**Task goal**
Set down, in full, every record in the block.

BEGIN Source data

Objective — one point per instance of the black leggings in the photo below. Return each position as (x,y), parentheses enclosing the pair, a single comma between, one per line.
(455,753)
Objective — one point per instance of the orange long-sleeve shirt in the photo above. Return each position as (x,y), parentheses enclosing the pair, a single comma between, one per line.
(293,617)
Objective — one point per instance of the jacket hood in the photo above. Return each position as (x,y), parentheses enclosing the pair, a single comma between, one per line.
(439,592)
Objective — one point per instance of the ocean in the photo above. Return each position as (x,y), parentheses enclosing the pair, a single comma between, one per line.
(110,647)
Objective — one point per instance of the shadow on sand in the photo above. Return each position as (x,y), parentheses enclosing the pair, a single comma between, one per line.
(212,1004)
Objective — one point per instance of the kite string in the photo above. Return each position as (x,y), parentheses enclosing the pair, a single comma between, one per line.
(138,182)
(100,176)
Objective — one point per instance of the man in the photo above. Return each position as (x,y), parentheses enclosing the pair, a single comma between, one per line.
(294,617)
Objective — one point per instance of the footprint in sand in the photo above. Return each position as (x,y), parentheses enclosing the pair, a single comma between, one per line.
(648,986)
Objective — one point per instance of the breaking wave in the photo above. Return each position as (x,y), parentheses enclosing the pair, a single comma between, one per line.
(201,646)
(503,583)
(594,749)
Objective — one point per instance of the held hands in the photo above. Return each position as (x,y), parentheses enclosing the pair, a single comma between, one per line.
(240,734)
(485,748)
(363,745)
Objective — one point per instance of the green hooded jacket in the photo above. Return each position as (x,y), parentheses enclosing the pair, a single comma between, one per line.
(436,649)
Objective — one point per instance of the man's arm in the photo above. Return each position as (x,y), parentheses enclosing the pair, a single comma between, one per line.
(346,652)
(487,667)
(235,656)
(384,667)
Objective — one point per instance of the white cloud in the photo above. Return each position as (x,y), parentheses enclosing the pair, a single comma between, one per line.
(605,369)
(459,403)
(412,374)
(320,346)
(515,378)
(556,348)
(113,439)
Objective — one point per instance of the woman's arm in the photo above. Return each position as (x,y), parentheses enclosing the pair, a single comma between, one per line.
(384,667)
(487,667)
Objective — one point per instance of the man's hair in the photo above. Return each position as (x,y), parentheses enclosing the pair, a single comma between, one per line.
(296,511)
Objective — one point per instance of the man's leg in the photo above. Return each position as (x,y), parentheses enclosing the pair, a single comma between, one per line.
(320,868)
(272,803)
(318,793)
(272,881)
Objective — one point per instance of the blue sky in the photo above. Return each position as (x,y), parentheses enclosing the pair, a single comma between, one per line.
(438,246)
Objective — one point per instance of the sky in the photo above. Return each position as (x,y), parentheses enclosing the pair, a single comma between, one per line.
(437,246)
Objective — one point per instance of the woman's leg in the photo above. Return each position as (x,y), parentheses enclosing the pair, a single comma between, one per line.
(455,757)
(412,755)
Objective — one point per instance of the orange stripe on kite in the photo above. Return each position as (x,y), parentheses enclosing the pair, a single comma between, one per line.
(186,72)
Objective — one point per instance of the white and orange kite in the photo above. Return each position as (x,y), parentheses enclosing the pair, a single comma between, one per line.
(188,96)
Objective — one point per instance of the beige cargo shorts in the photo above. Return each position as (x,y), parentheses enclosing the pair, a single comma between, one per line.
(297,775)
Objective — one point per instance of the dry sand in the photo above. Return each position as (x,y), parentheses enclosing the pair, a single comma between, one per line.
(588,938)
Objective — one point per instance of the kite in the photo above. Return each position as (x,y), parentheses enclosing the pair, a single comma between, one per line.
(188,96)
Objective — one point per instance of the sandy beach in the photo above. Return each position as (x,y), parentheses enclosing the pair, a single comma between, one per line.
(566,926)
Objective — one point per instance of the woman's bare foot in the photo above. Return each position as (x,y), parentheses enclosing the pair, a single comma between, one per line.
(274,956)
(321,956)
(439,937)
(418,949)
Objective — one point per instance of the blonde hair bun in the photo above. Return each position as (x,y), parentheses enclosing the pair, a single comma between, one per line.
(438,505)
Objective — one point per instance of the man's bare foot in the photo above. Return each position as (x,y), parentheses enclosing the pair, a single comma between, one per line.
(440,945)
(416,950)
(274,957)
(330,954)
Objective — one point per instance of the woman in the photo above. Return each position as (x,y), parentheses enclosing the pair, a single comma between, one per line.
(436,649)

END Source data

**Response to this exercise**
Objective — one point per instance of the black leggings in the photo below. Return each position as (x,y), parentheses enclosing the pair, a single comma between, one per line.
(455,753)
Objective — one point per instance of the orange long-sleeve shirt in the photo above. Return each position as (x,y), parentheses enclosing the pair, a single comma between, one per line.
(293,617)
Objective — one point per instance of the jacket hood in the photo above. Return each position as (x,y), parentheses enclosing the pair, a single comma between, one per line.
(439,592)
Objective — one point per instance of the ocean in the photo above. Return each position as (x,y), parentheses enclosing the pair, a single comma between, one per line.
(110,647)
Objective — one point per instance of the shadow on sand in the photo above. Return each position as (x,y), parentheses enclosing the pair, a single comma between, one per line.
(212,1004)
Objective — one point per instance of the kite string in the photo above. Return each position as (x,y), parentheses enclosing the pair, a single comma between, one per line.
(138,182)
(100,176)
Objective — one point per instance of the man in the photo above. Return each position as (x,y), parentheses enclosing the pair, a single comma between, one per line.
(294,617)
Objective — one point per instance of the footprint in sand in the photo above. Return each position as (x,y), parentheses enclosing the pair, a single comma between, one per line.
(648,986)
Objective — one point per instance of the breaking wave in the photo above. Return each position as (x,y), parentheses enclosing the pair, a single comma between, one per line.
(201,646)
(503,583)
(594,749)
Objective — one point per instance of the held hands in the photo above. Return each position as (x,y), parentheses enclosing the pair, a single comma between, one per line.
(240,734)
(485,748)
(363,745)
Objective — one point per instance of the green hooded jacket in the photo above. Return each position as (x,y), parentheses enclosing the pair, a single comma between, one per line.
(436,649)
Objective — one point per instance of the man's arm in the photo above. Return each position as (x,y), parentheses enclosing the pair, a single comma between, one per line.
(346,652)
(487,667)
(235,656)
(384,667)
Objective — one point per instance of the white cloud in the photo above. Return each position as (x,y), parentheses enclosing the pair, a single comma between, one per line.
(605,369)
(459,403)
(412,374)
(320,346)
(515,378)
(556,348)
(113,439)
Objective — one point per instance of the woman's arm in the photo above. Return each position as (x,y), parentheses enclosing the pair, a single comma between, one per line.
(384,667)
(487,667)
Objective — one point per instance of the man's hair in the photo above. Return each position as (x,y), parentheses enclosing the pair, a single comma between, one per line.
(296,511)
Objective — one point per instance of the man's leg in the photo above. Return each position as (x,y), parentheses enclosing the pair, a single comma between, one per line.
(320,868)
(272,803)
(318,793)
(272,881)
Objective — one point per instance of the blue sky in the photo above. Return each position as (x,y), parentheses enclosing the pair, a single comma between, one per line.
(438,246)
Objective — one point per instance of the sky in the photo above. Return each position as (x,y), parentheses enclosing the pair, a single comma between, one per line.
(437,246)
Objective — one point per instance of the woman's leg in the photo above. Return each position as (x,y), parentheses enclosing the pair, a single comma between, one per line.
(455,757)
(412,755)
Objective — one point per instance of the orange stripe on kite in the photo above. Return each position as (x,y), parentheses enclosing the pair, a single comma between, one per line.
(186,72)
Objective — one point per instance of the white and orange kite in the photo above. Return each position as (x,y), parentheses enclosing the pair, a single comma between, one per line.
(188,96)
Objective — one point per instance of the beige cargo shorts in the photo above. Return each position as (x,y), parentheses enclosing the pair, a single comma between, one per line.
(297,775)
Objective — one point per instance of the dry sand in the photo above. Return each position as (x,y), parentheses enclosing the pair, a single comma between, one per line.
(588,938)
Objective — one point per instance of the kite in the photo above. Return each position as (x,y), parentheses enclosing the pair, a single comma between, one per line.
(188,96)
Objective — one point per instance of the sandy beach in the photo above. Return each position as (x,y), parentheses enclosing the pair, a single comma between, one per line.
(566,926)
Objective — one point per instance of the woman's bare foot in the photo above. Return each position as (x,y), parentheses enclosing the pair, a single comma between, one per line.
(274,956)
(321,956)
(439,937)
(418,949)
Objective — one point per instance of the blonde hair bun in the photo above. Return each position as (x,y), parentheses enclosing the pair, a single comma between, one per line.
(438,505)
Objective — one point per instance of the man's bare foot in the photo above. Return each position as (x,y), parentheses enclosing the pair, a single comma between, one per line.
(440,945)
(416,950)
(274,957)
(330,954)
Objective — one point per instance of the woman in the photo above. Return each position as (x,y), parentheses enclosing the pair, a single comma between, one per line.
(436,649)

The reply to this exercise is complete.